**INSTRUCTIONS FOR THE TASK:** The output must be the line with "In this photo, where can the man be" and every following line to the end of the material, exactly as they appear, and nothing else.

**STORED DATA:**
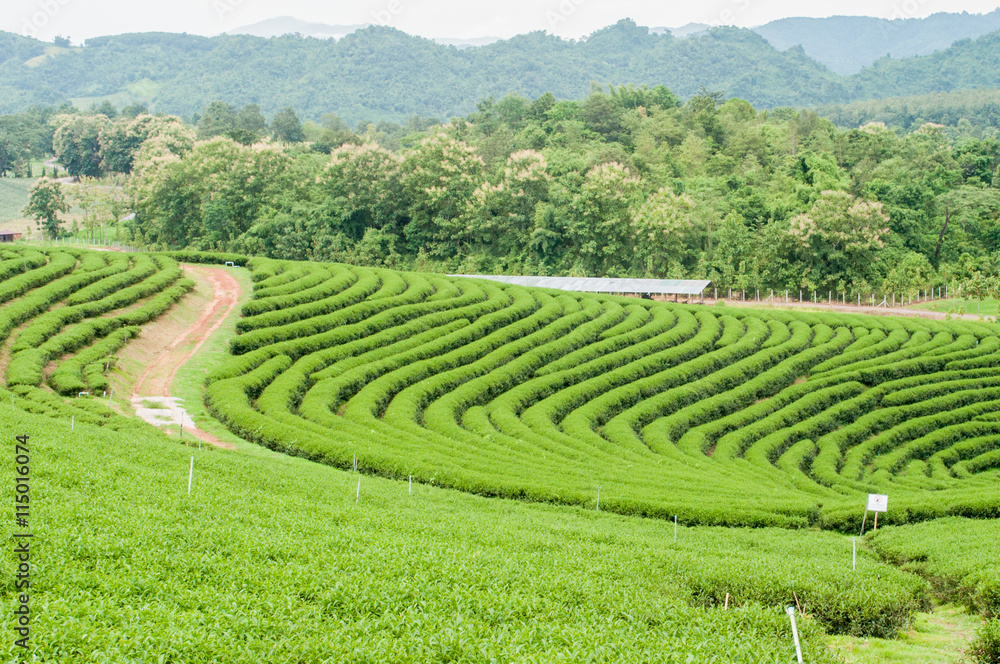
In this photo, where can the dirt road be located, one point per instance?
(168, 344)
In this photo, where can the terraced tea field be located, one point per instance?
(735, 417)
(621, 406)
(66, 312)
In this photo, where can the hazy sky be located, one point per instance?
(80, 19)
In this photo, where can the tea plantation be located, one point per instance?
(722, 417)
(534, 405)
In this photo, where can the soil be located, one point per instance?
(169, 342)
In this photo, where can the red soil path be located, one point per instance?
(158, 377)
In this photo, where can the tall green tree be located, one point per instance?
(45, 202)
(77, 143)
(286, 127)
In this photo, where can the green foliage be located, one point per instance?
(985, 649)
(956, 555)
(449, 380)
(45, 202)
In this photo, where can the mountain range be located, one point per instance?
(377, 73)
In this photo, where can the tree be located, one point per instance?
(45, 203)
(601, 220)
(250, 125)
(286, 127)
(439, 177)
(121, 141)
(77, 143)
(362, 189)
(662, 225)
(500, 214)
(838, 239)
(218, 119)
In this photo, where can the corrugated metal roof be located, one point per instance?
(599, 285)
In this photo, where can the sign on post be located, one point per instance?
(877, 502)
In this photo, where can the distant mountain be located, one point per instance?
(684, 30)
(376, 73)
(847, 44)
(466, 43)
(967, 64)
(288, 25)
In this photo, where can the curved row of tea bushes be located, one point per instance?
(787, 418)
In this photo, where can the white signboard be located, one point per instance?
(877, 502)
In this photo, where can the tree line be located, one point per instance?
(627, 182)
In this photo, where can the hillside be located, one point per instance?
(965, 65)
(143, 546)
(381, 73)
(501, 390)
(848, 44)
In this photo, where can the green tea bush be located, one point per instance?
(985, 649)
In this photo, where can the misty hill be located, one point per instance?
(847, 44)
(382, 73)
(379, 73)
(288, 25)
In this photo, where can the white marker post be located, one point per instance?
(877, 502)
(795, 632)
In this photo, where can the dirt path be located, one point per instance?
(168, 345)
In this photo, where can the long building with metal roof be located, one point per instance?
(601, 285)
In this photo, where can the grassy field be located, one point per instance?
(987, 307)
(791, 418)
(13, 198)
(275, 558)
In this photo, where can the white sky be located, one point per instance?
(80, 19)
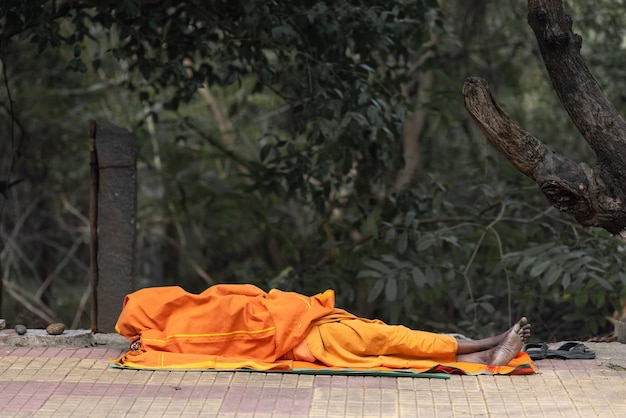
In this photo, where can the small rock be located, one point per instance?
(55, 329)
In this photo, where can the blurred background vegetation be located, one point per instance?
(304, 145)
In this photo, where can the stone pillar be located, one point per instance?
(116, 151)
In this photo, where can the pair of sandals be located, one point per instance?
(567, 351)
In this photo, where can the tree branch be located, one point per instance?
(594, 195)
(594, 116)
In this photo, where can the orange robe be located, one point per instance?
(241, 326)
(224, 326)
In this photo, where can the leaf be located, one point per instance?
(391, 289)
(376, 289)
(521, 268)
(378, 266)
(601, 281)
(426, 242)
(409, 218)
(368, 273)
(418, 277)
(403, 242)
(551, 276)
(538, 269)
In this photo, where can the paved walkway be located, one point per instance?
(77, 382)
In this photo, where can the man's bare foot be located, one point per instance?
(511, 345)
(524, 331)
(500, 350)
(522, 328)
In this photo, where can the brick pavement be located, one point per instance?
(77, 382)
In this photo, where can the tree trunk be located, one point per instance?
(594, 195)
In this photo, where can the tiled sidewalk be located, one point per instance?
(61, 382)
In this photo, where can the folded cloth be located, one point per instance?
(230, 327)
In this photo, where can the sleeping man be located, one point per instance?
(240, 326)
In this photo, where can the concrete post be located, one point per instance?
(116, 151)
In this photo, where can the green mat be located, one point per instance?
(333, 372)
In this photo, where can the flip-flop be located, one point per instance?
(536, 351)
(571, 350)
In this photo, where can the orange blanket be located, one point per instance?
(241, 326)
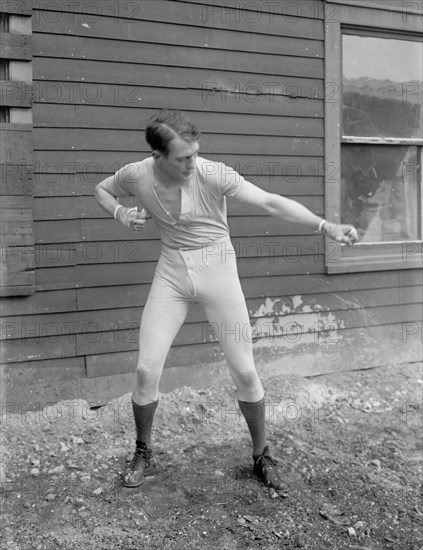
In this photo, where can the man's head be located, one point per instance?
(174, 141)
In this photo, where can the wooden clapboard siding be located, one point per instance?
(253, 81)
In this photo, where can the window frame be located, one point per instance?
(354, 19)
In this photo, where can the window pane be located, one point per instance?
(379, 191)
(381, 87)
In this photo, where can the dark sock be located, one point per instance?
(254, 414)
(143, 415)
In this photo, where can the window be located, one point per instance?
(17, 249)
(378, 144)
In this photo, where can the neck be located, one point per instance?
(164, 179)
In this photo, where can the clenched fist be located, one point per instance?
(346, 234)
(131, 217)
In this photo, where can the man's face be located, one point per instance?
(179, 163)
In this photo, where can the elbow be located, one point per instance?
(270, 204)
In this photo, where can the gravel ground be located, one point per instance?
(349, 446)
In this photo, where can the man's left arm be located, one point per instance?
(289, 210)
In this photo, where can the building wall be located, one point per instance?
(253, 81)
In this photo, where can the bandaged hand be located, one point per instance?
(341, 233)
(131, 217)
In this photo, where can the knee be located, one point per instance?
(144, 373)
(249, 380)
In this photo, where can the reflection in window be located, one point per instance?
(381, 87)
(379, 186)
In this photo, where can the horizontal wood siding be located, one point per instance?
(253, 81)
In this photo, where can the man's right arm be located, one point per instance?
(106, 195)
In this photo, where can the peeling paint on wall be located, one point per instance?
(289, 322)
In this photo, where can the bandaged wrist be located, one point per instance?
(116, 210)
(320, 226)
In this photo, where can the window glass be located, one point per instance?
(381, 87)
(379, 186)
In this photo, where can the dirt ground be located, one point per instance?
(349, 446)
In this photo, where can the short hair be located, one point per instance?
(167, 125)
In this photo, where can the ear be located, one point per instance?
(157, 155)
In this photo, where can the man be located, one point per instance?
(186, 197)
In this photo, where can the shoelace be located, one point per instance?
(268, 465)
(139, 455)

**WORKED SOLUTION:**
In this photo, where can the man be located, one point per instance?
(186, 197)
In this photo, where can the shoelace be located, one point per instance?
(268, 465)
(139, 455)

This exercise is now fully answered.